EXTRACT TO READ>
Tech Internships for High School Students: The Real Programs

Tyler Brooks·14 min read
Best Tech Internships For High School Students

High schoolers can work in tech. Some programs pay $33 an hour. Others cover housing, meals, and travel during research internships.

A few are free to attend but fully funded, with MIT, Stanford, and NASA picking up the tab. Here are all the real ones, sorted by pay and accessibility.

Application season runs November through March. If you are reading this in January, you are in the window for most programs below. Each entry lists pay, eligibility, and deadline so you can figure out your best shots this week.

Ten US programs currently pay high school students for tech work. Three run nationwide. Seven are regional, tied to specific metro areas or school districts. Paid work, real supervisors, defined roles.

GIVEN ENTRIES>

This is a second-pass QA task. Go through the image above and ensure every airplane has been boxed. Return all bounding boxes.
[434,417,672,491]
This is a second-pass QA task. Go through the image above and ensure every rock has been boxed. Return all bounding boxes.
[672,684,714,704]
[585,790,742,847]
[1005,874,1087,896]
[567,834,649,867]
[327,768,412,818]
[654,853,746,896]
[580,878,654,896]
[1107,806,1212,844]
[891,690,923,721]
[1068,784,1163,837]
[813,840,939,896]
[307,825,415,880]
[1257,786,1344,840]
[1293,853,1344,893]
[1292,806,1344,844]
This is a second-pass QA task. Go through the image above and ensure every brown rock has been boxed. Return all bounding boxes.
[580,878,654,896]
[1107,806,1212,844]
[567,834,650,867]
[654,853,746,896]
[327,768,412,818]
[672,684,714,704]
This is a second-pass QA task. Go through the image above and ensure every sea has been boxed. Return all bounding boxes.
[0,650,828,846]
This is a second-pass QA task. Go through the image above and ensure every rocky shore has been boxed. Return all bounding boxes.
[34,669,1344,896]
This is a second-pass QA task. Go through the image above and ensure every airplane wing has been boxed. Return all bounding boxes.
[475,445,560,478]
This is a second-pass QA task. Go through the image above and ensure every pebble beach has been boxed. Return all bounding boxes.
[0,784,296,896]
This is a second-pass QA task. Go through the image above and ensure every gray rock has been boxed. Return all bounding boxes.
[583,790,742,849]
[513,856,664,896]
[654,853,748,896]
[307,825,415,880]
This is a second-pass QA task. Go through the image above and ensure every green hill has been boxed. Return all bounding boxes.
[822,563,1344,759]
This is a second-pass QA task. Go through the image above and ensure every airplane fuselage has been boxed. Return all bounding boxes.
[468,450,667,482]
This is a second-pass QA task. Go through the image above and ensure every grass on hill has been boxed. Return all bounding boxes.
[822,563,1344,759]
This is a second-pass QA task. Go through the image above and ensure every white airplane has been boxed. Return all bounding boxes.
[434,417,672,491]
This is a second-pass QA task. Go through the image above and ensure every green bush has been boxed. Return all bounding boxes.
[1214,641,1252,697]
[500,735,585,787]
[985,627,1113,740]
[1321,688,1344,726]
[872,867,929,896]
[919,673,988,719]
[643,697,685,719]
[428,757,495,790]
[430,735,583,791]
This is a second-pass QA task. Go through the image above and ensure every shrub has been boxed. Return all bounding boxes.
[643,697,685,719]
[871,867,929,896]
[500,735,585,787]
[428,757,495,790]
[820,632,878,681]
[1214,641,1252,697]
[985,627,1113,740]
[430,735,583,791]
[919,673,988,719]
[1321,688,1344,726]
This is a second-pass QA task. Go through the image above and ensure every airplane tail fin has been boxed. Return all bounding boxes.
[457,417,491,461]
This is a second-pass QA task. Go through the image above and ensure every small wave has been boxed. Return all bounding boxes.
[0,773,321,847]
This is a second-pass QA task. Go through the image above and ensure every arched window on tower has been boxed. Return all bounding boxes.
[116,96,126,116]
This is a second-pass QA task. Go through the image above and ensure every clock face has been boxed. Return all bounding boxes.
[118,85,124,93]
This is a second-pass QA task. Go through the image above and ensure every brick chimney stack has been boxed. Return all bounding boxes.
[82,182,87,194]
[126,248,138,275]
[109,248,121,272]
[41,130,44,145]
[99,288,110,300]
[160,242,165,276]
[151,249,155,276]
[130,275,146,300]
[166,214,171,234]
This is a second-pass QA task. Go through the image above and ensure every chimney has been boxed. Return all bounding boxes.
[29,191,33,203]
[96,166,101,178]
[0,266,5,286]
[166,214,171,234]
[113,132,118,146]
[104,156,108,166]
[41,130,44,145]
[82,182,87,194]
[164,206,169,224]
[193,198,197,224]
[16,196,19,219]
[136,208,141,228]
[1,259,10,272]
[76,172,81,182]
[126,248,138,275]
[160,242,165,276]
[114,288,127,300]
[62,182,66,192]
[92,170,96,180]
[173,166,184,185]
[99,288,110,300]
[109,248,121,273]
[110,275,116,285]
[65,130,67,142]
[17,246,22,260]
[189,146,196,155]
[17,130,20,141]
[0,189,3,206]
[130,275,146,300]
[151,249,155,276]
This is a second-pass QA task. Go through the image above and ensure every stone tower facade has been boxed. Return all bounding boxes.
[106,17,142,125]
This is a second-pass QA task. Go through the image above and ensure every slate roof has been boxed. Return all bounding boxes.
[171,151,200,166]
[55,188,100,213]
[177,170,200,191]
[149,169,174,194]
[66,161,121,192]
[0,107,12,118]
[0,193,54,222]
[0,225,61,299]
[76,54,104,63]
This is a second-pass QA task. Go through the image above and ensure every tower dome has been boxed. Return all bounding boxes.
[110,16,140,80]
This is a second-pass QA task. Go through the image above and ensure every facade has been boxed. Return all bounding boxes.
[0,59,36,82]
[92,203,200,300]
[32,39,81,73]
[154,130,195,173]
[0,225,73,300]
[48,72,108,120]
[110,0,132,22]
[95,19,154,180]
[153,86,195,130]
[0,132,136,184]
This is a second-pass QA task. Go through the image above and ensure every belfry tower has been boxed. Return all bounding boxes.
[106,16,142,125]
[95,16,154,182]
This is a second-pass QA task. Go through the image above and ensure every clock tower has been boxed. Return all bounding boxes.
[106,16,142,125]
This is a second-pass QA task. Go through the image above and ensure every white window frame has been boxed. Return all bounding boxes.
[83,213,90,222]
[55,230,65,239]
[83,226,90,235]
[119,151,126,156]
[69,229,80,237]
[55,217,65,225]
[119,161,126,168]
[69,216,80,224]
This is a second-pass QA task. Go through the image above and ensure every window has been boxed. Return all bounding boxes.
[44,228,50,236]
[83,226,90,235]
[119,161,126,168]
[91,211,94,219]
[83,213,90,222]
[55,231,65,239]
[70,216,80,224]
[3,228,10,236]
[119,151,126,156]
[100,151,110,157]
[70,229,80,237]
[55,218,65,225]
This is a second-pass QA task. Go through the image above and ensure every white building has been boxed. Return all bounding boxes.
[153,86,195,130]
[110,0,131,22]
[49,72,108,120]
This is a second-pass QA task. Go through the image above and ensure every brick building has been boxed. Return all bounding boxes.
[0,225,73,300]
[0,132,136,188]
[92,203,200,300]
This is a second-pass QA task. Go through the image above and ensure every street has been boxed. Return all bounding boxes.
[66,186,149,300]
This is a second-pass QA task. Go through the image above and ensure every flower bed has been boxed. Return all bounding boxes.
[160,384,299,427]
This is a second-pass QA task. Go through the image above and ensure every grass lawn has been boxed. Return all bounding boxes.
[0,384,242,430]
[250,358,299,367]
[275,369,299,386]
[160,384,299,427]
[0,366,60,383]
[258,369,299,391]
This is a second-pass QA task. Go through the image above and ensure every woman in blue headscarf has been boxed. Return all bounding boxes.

EXERCISE BRIEF>
Reproduce the passage of the internships article from "Tech Internships for High School Students: The" up to and including "pay and accessibility.".

ANSWER TO THE EXERCISE>
Tech Internships for High School Students: The Real Programs

Tyler Brooks·14 min read
Best Tech Internships For High School Students

High schoolers can work in tech. Some programs pay $33 an hour. Others cover housing, meals, and travel during research internships.

A few are free to attend but fully funded, with MIT, Stanford, and NASA picking up the tab. Here are all the real ones, sorted by pay and accessibility.